◆ What you will do:
Transcribe the following material verbatim, preserving every line without alteration.

◆ Supplied data:
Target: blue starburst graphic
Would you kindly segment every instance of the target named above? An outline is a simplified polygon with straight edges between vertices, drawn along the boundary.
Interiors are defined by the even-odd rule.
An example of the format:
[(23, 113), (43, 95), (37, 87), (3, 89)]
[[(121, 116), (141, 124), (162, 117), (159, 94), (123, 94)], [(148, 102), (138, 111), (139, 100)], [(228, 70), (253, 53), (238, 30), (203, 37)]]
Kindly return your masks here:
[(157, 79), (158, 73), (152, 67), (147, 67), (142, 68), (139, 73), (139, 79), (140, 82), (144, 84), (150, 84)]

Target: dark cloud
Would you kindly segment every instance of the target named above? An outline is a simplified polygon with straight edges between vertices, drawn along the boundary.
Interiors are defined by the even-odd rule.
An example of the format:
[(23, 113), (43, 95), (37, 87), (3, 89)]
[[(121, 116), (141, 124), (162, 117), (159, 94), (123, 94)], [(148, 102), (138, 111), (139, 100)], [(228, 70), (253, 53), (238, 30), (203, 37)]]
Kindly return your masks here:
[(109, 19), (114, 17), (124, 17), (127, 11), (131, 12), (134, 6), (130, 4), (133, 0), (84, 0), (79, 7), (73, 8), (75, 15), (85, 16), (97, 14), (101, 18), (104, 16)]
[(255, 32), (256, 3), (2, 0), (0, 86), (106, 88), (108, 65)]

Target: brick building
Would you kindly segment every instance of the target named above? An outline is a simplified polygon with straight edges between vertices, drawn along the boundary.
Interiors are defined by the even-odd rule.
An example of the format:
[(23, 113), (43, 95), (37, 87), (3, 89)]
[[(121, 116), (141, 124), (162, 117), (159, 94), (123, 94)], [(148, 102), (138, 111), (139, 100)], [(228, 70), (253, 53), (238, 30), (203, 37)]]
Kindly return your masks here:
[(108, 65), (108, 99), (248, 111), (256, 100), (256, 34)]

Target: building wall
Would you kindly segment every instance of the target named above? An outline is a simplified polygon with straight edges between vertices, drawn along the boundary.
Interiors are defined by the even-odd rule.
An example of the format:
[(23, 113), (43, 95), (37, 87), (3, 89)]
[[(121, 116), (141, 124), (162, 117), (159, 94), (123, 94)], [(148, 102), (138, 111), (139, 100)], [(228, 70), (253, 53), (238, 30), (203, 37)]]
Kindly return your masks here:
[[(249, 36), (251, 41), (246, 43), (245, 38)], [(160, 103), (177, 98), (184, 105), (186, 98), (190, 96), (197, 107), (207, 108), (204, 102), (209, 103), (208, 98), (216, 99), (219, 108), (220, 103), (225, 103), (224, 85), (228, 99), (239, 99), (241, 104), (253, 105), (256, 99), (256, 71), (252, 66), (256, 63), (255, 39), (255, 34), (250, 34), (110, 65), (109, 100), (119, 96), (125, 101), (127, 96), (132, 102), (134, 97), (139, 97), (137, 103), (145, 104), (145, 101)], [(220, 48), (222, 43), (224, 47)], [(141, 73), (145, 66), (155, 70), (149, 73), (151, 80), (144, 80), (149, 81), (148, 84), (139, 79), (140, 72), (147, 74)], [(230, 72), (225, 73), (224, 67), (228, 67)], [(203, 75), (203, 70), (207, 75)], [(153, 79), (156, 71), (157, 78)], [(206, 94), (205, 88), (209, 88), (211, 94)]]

◆ Result of the exercise:
Target: blue starburst graphic
Would you kindly segment every instance of the target named above? An outline is a simplified polygon with straight edges between vertices, drawn along the boundary.
Interiors are defined by the even-odd rule.
An example of the format:
[(23, 113), (43, 95), (37, 87), (3, 89)]
[[(121, 116), (141, 124), (162, 117), (159, 94), (123, 94)], [(148, 102), (138, 111), (139, 100)], [(228, 70), (253, 53), (238, 30), (203, 37)]]
Kindly return your masks here:
[(157, 79), (158, 73), (152, 67), (147, 67), (142, 68), (139, 73), (139, 79), (140, 82), (144, 84), (150, 84)]

Target: dark cloud
Would you kindly segment every instance of the target named above? An outline is a simplified polygon with straight edges between vertices, drawn along the boundary.
Interiors are defined by the even-odd rule.
An example of the format:
[(23, 113), (43, 95), (37, 87), (3, 89)]
[[(121, 116), (141, 124), (162, 117), (159, 94), (123, 94)], [(148, 102), (138, 111), (139, 100)], [(228, 70), (253, 53), (238, 30), (203, 37)]]
Kindly return your masks here:
[(109, 19), (114, 17), (124, 17), (127, 11), (131, 12), (134, 6), (130, 4), (133, 0), (84, 0), (79, 7), (73, 8), (75, 15), (85, 16), (97, 14), (101, 18), (104, 16)]
[(255, 32), (256, 3), (2, 0), (0, 86), (106, 88), (108, 65)]

Target: brick building
Would you kindly segment every instance of the target named above? An outline is a simplified polygon with straight edges between vertices, drawn along the boundary.
Interiors are defined by the even-odd rule.
An example of the format:
[(23, 113), (43, 95), (37, 87), (3, 89)]
[[(121, 116), (141, 124), (162, 117), (159, 94), (123, 94)], [(148, 102), (138, 111), (139, 100)], [(228, 70), (253, 53), (238, 30), (203, 37)]]
Kindly return your masks here:
[(108, 65), (108, 99), (248, 111), (256, 100), (256, 34)]

Target: building wall
Would you kindly segment every instance of the target named above? An outline is a simplified polygon with straight edges between vertices, drawn along the boundary.
Interiors are defined by the even-odd rule.
An example of the format:
[(23, 113), (43, 95), (37, 87), (3, 89)]
[[(121, 116), (141, 124), (162, 117), (159, 94), (123, 94)], [(148, 102), (138, 111), (139, 100)], [(228, 70), (253, 53), (238, 30), (203, 37)]]
Kindly return your masks here:
[[(249, 36), (251, 41), (246, 43), (245, 38)], [(160, 103), (177, 98), (184, 105), (186, 98), (190, 96), (197, 107), (207, 108), (204, 102), (209, 103), (208, 98), (216, 99), (219, 108), (220, 103), (225, 103), (224, 85), (228, 99), (239, 99), (241, 104), (253, 105), (256, 99), (256, 71), (252, 66), (256, 63), (255, 39), (255, 34), (250, 34), (110, 65), (109, 100), (119, 96), (125, 101), (127, 96), (132, 102), (134, 97), (139, 97), (137, 103), (145, 104), (145, 101)], [(220, 48), (222, 43), (224, 47)], [(141, 73), (145, 66), (155, 70), (149, 73), (151, 80), (144, 80), (149, 81), (148, 84), (139, 79), (140, 72), (147, 74)], [(230, 72), (225, 73), (224, 67), (228, 67)], [(203, 75), (203, 70), (207, 75)], [(153, 79), (156, 71), (157, 78)], [(206, 94), (205, 88), (209, 88), (211, 94)]]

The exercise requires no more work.